Point-per-instance localization data
------------------------------
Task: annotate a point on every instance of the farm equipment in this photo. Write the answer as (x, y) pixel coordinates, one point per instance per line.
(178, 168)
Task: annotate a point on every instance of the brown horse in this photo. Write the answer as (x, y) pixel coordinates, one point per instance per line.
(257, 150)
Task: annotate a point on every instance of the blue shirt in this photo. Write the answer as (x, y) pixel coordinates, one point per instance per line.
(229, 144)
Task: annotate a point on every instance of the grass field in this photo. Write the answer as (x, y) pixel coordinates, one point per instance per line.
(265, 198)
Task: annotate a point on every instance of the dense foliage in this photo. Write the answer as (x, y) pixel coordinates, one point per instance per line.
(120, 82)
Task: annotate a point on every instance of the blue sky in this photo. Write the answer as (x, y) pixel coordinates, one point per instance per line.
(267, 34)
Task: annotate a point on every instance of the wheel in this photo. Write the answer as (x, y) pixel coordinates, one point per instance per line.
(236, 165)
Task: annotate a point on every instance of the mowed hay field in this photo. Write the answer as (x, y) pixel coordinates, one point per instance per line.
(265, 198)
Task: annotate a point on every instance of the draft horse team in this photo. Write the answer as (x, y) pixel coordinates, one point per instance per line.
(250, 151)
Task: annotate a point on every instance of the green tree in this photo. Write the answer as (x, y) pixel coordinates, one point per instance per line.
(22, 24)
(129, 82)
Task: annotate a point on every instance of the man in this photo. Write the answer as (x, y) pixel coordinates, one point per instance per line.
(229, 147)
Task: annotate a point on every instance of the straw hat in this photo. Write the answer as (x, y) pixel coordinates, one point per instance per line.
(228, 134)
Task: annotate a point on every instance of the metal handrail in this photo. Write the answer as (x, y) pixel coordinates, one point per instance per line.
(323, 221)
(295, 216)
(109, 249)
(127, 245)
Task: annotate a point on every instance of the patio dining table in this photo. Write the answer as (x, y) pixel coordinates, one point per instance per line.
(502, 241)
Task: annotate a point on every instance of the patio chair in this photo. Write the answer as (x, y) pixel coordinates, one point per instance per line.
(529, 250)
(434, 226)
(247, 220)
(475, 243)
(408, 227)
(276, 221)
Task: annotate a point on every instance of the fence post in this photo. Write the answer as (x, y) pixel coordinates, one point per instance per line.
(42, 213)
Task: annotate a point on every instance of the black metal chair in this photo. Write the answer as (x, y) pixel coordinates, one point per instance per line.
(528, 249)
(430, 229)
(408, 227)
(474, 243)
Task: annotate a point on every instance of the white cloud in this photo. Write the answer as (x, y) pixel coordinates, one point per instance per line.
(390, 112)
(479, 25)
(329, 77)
------------------------------
EXERCISE AIM:
Restate the whole of the data exactly.

TASK ANSWER:
Task: annotate a point on every instance of the farm equipment in this photo. Write the answer as (x, y) pixel coordinates, one point per instance per line.
(178, 168)
Task: annotate a point on every instance of the brown horse in this photo. Write the answer as (x, y) pixel coordinates, one point per instance per line.
(257, 150)
Task: annotate a point on every instance of the blue shirt in this photo. Write the answer as (x, y) pixel coordinates, one point per instance per line.
(229, 144)
Task: annotate a point on every instance of the grass field in this photo. Write the answer as (x, y) pixel coordinates, one point per instance per line.
(265, 198)
Task: annotate a point on every instance of the dense foliage in this photo. Write the answer as (x, y) pixel coordinates, one point per instance per line.
(120, 82)
Task: annotate a point on every instance of the blue sky in this photo. Write the answer as (x, y) pixel coordinates, one point per instance per line.
(267, 34)
Task: annotate a point on every instance of the wheel in this photo. Write the answer as (x, y) pixel coordinates, one point per instance per line.
(236, 165)
Task: annotate a point on every instance of the mowed hay field in this photo. Write the answer as (x, y) pixel coordinates, one point per instance per line.
(265, 198)
Task: annotate a point on every instance of the draft horse team in this photo. Write the answer as (x, y) pixel coordinates, one point per instance per line.
(250, 151)
Task: annotate a point on every instance of the green tree in this photo. Write the answer as (x, y) pixel coordinates, one point per instance per line.
(22, 24)
(129, 82)
Task: annotate a point on every instance of the man in this photo. Write the answer as (x, y) pixel coordinates, one point per instance per line.
(229, 147)
Task: annotate a point on every instance of the straw hat in this photo. Write the answer as (x, y) pixel coordinates, one point per instance per line.
(228, 134)
Task: annotate a point on every instance of the metal handrail in this photo. Write the answer as (x, y) pixel coordinates, one point per instance per line.
(323, 221)
(295, 216)
(109, 249)
(127, 245)
Task: annotate a point on every instance of the patio dining table in this photo. Write the answer as (x, y) pixel coordinates, one point per instance per line.
(502, 241)
Task: annotate a point on every instance of the patio chair in this photo. Write the answer as (x, y) pixel coordinates, one point per instance per line.
(529, 250)
(434, 226)
(247, 220)
(475, 243)
(408, 227)
(276, 221)
Task: annotate a point on every instance of the fence post in this photo. Write the answer as (x, y) pixel coordinates, one point per instance per line.
(42, 213)
Task: annotate a point on every instance of the black metal chair in this photo. Write the answer as (x, y) pixel coordinates, one point per instance per line.
(528, 249)
(430, 229)
(408, 227)
(474, 243)
Task: annotate a point on every instance of the white cloud in this photo. Write the answer as (x, y) pixel coordinates, one point per instance per line.
(390, 112)
(479, 25)
(329, 77)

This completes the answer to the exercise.